**** Input for this task ****

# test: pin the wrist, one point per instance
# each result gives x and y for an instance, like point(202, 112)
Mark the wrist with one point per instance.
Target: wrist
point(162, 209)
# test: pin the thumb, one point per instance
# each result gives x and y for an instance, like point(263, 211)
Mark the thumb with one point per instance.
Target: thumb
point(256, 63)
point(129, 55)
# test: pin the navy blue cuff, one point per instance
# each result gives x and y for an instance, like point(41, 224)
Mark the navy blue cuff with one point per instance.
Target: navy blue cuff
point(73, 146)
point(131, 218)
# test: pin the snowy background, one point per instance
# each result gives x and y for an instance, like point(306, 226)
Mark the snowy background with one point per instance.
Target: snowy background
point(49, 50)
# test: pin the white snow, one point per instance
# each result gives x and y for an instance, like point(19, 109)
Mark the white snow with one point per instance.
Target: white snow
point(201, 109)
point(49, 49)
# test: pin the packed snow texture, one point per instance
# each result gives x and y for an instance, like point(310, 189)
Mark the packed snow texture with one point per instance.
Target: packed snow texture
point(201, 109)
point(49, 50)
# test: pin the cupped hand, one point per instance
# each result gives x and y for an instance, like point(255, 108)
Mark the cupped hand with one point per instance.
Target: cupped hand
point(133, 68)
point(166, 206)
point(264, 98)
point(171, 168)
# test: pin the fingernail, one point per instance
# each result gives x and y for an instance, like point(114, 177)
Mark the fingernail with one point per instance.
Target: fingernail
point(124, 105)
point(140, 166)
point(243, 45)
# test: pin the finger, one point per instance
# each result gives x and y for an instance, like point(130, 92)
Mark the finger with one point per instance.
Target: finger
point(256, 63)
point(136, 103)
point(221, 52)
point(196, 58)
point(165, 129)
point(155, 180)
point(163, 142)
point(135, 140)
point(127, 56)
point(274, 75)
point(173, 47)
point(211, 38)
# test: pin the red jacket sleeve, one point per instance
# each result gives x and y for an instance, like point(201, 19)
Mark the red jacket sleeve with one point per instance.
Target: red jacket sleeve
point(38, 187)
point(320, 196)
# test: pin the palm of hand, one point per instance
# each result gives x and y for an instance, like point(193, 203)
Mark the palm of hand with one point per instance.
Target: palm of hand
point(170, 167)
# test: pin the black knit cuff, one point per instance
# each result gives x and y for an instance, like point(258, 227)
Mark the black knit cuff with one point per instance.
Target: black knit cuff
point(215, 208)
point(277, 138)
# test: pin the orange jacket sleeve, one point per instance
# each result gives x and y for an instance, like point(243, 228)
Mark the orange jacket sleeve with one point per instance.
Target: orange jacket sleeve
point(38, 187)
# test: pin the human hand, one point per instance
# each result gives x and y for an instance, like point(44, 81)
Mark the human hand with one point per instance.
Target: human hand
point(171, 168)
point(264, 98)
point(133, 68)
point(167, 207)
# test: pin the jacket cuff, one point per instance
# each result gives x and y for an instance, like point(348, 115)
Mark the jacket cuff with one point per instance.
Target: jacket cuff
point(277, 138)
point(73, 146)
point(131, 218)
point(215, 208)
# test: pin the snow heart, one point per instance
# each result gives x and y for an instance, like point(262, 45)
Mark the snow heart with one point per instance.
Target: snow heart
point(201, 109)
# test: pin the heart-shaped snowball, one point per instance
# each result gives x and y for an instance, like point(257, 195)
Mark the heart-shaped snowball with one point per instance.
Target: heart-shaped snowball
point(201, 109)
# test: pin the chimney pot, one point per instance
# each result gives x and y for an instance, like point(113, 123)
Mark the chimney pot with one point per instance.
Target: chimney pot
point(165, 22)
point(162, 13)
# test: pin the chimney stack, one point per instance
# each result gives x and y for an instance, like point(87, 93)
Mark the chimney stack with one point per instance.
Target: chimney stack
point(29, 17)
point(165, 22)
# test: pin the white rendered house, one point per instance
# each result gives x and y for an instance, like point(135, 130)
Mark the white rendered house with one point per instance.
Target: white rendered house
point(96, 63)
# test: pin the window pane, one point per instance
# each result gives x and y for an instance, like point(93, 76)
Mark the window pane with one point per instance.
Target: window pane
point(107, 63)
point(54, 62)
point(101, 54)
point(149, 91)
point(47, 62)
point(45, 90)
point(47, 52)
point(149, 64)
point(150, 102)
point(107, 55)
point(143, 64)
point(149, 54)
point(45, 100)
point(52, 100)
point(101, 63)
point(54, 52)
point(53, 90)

****

§ Short exercise
Without leaving anything out, give the entries again exactly.

§ Exercise output
# test: pin the wrist, one point per instance
# each result gives x and y for an instance, like point(202, 112)
Mark the wrist with one point per instance.
Target: wrist
point(162, 209)
# test: pin the thumb, one point per instance
# each result gives x and y for an instance, like point(263, 211)
Mark the thumb with one point per instance.
Target: thumb
point(256, 63)
point(129, 55)
# test: pin the navy blue cuff, one point per instance
# each result gives x and y for an instance, like point(41, 224)
Mark the navy blue cuff with one point per instance.
Target: navy blue cuff
point(73, 146)
point(131, 218)
# test: pin the snowy background, one point per instance
# each result gives x and y for an instance, like point(306, 226)
Mark the snowy background with one point per instance.
Target: snowy background
point(49, 50)
# test: pin the white snow, one point per instance
# each result gives x and y for an instance, like point(19, 109)
Mark the white snow with one point per instance.
Target: white snow
point(201, 109)
point(49, 49)
# test: pin the packed snow texture, one point per instance
# each result gives x and y for an instance, like point(310, 189)
Mark the packed snow texture with one point per instance.
Target: packed snow texture
point(201, 109)
point(49, 50)
# test: pin the cupped hand, one point per instance
# each result gives x and y for an instance, like point(255, 108)
Mark the cupped hand with one point per instance.
Target: cupped hand
point(133, 68)
point(166, 206)
point(264, 98)
point(171, 168)
# test: pin the fingernail, one point per instance
# each result gives x and y for an instance, like point(114, 177)
Mark the fingernail with one point per instance.
Target: fingernail
point(124, 105)
point(140, 166)
point(243, 45)
# test: pin the finger, one point per instance
# each result gives x and y for an instance, like point(130, 92)
Mark the finger with one point per instance.
Target: finger
point(256, 63)
point(136, 103)
point(221, 52)
point(196, 58)
point(165, 129)
point(155, 180)
point(163, 142)
point(135, 140)
point(127, 56)
point(274, 75)
point(173, 47)
point(211, 38)
# test: pin the red jacket sleeve, one point per instance
# each result gives x and y for an instance, like point(201, 19)
Mark the red jacket sleeve with one point per instance.
Target: red jacket sleeve
point(38, 187)
point(320, 196)
# test: pin the palm of hand, one point per instance
# each result gives x and y for an instance, like point(193, 203)
Mark the palm of hand with one point per instance.
Target: palm of hand
point(170, 167)
# test: pin the black knit cuff, one point per instance
# each result gives x and y for an instance, like point(258, 227)
Mark the black knit cuff with one point per instance.
Target: black knit cuff
point(215, 208)
point(277, 138)
# test: pin the orange jacket sleeve, one point per instance
# each result gives x and y for an instance, like point(243, 228)
Mark the orange jacket sleeve with one point per instance.
Target: orange jacket sleeve
point(38, 187)
# test: pin the human hand, one point per instance
# each result gives x and y for an instance, like point(44, 81)
Mark the human hand with one point per instance.
Target: human hand
point(171, 168)
point(264, 98)
point(133, 68)
point(167, 207)
# test: pin the jacket cuff, one point per instance
# each result gives x and y for an instance, like point(348, 115)
Mark the jacket cuff with one point per instance.
Target: jacket cuff
point(277, 138)
point(73, 146)
point(131, 218)
point(215, 208)
# test: pin the snow heart, one point per instance
# each result gives x and y for an instance, like point(262, 45)
Mark the snow heart with one point per instance.
Target: snow heart
point(201, 109)
# test: pin the heart-shaped snowball, one point per instance
# each result gives x and y for an instance, like point(257, 195)
Mark the heart-shaped snowball with one point per instance.
Target: heart-shaped snowball
point(201, 109)
# test: pin the chimney pot, one point per instance
# each result gives x and y for an instance, like point(113, 123)
Mark the chimney pot with one point per instance.
Target: chimney pot
point(165, 22)
point(162, 13)
# test: pin the chimney stack, one point per instance
# each result gives x and y for an instance, like point(87, 93)
Mark the chimney stack with one point per instance.
Target: chimney stack
point(29, 17)
point(165, 22)
# test: pin the white rendered house, one point per instance
# each result gives x and y for an instance, like point(135, 130)
Mark the white rendered house with one point per instance.
Target: white rendered house
point(96, 63)
# test: pin the window pane, one point per instance
# each result gives x and y for an instance, like point(93, 76)
Mark the window pane with one point per instance.
Target: window pane
point(107, 63)
point(54, 62)
point(101, 54)
point(149, 91)
point(47, 62)
point(45, 90)
point(47, 52)
point(149, 64)
point(150, 102)
point(107, 55)
point(143, 64)
point(149, 54)
point(45, 100)
point(52, 100)
point(101, 63)
point(54, 52)
point(53, 90)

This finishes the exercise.